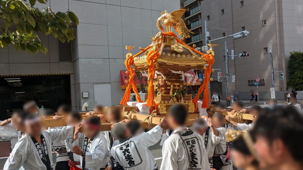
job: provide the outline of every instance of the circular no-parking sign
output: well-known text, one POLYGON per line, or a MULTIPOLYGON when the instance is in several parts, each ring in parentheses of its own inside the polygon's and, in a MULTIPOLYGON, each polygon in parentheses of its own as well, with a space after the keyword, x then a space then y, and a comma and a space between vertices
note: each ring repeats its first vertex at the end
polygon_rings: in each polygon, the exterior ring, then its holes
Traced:
POLYGON ((261 80, 261 79, 260 79, 260 77, 256 77, 256 82, 260 82, 260 80, 261 80))

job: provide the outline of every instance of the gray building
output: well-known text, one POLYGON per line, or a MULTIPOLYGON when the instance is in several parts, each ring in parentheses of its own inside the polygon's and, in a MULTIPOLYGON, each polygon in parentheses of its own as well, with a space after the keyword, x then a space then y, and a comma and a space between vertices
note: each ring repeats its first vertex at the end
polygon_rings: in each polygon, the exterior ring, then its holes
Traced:
MULTIPOLYGON (((234 50, 235 55, 247 53, 247 58, 229 57, 230 73, 234 73, 236 81, 231 82, 229 89, 235 90, 242 99, 248 98, 248 92, 255 89, 254 81, 260 77, 258 86, 261 98, 270 98, 271 87, 269 43, 272 43, 274 71, 281 71, 285 77, 280 80, 279 73, 274 74, 276 97, 284 99, 288 77, 288 61, 290 52, 303 49, 303 1, 300 0, 192 0, 191 3, 201 3, 202 28, 205 38, 204 21, 207 20, 209 39, 232 34, 244 30, 249 32, 247 37, 236 40, 232 38, 213 42, 220 45, 214 47, 216 60, 214 68, 221 69, 225 77, 224 41, 227 41, 229 55, 234 50), (278 95, 278 96, 277 96, 278 95)), ((216 72, 212 76, 213 87, 226 92, 225 83, 217 81, 216 72)), ((225 96, 225 95, 224 95, 225 96)))
POLYGON ((31 99, 40 106, 54 109, 61 103, 70 103, 76 110, 89 100, 118 104, 125 91, 120 71, 125 70, 125 46, 136 46, 132 51, 135 54, 139 47, 149 45, 150 37, 159 31, 156 23, 161 12, 180 9, 180 3, 177 0, 37 2, 36 7, 49 6, 55 13, 69 9, 74 12, 80 21, 76 38, 68 44, 41 35, 48 49, 45 55, 18 52, 12 45, 0 49, 0 112, 21 107, 23 101, 31 99))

_ _ _ _

Given task: Reproduce every one of the lines above word for word, omitting the pictures from your answer.

Task solution:
job: provide the outline of every instance of the circular no-parking sign
output: well-known text, one POLYGON per line, or a MULTIPOLYGON when the instance is in several parts, each ring in parentheses of its own inside the polygon's and, in a MULTIPOLYGON, each polygon in parentheses of its own as well, with a space after the keyword, x then a space then y, and a comma and a space between vertices
note: each ring repeats its first vertex at the end
polygon_rings: in each polygon, the exterior ring, then its holes
Traced:
POLYGON ((261 80, 261 79, 260 79, 260 77, 256 77, 256 82, 260 82, 260 80, 261 80))

job: provide the outline of every instance of the gray building
output: well-known text, one POLYGON per line, or a MULTIPOLYGON when the instance is in several parts, each ring in parentheses of its own inside the polygon's and, in a MULTIPOLYGON, each polygon in parentheses of its own as well, with a space after the keyword, x then a space then y, and a comma and a space between vertices
note: each ring repeats its first vertex at the end
polygon_rings: in each polygon, the exterior ring, then its holes
Traced:
MULTIPOLYGON (((234 50, 235 55, 247 53, 247 58, 229 57, 230 73, 234 73, 236 81, 231 82, 229 89, 235 90, 242 99, 248 98, 248 92, 255 89, 254 81, 260 77, 258 86, 261 98, 270 98, 271 87, 269 43, 272 43, 274 71, 281 71, 285 77, 280 80, 279 73, 274 74, 276 97, 284 99, 288 77, 288 61, 290 52, 303 49, 303 1, 300 0, 192 0, 191 3, 201 3, 202 28, 205 38, 204 21, 207 20, 209 39, 232 34, 244 30, 249 32, 247 37, 236 40, 232 38, 213 42, 220 45, 214 47, 216 60, 214 68, 221 69, 225 77, 224 41, 227 41, 229 55, 234 50), (278 95, 278 96, 277 96, 278 95)), ((216 72, 212 76, 213 87, 226 92, 225 83, 217 81, 216 72)), ((225 96, 225 95, 224 95, 225 96)))
POLYGON ((31 99, 40 106, 54 109, 61 103, 70 103, 76 110, 89 100, 118 104, 125 91, 120 71, 125 70, 125 46, 136 46, 132 51, 135 54, 139 47, 149 45, 150 37, 159 31, 156 23, 161 12, 180 9, 180 3, 177 0, 37 2, 36 7, 49 6, 55 13, 69 9, 74 12, 80 21, 76 38, 68 44, 41 35, 48 49, 45 55, 18 52, 12 45, 0 49, 0 112, 21 107, 23 101, 31 99))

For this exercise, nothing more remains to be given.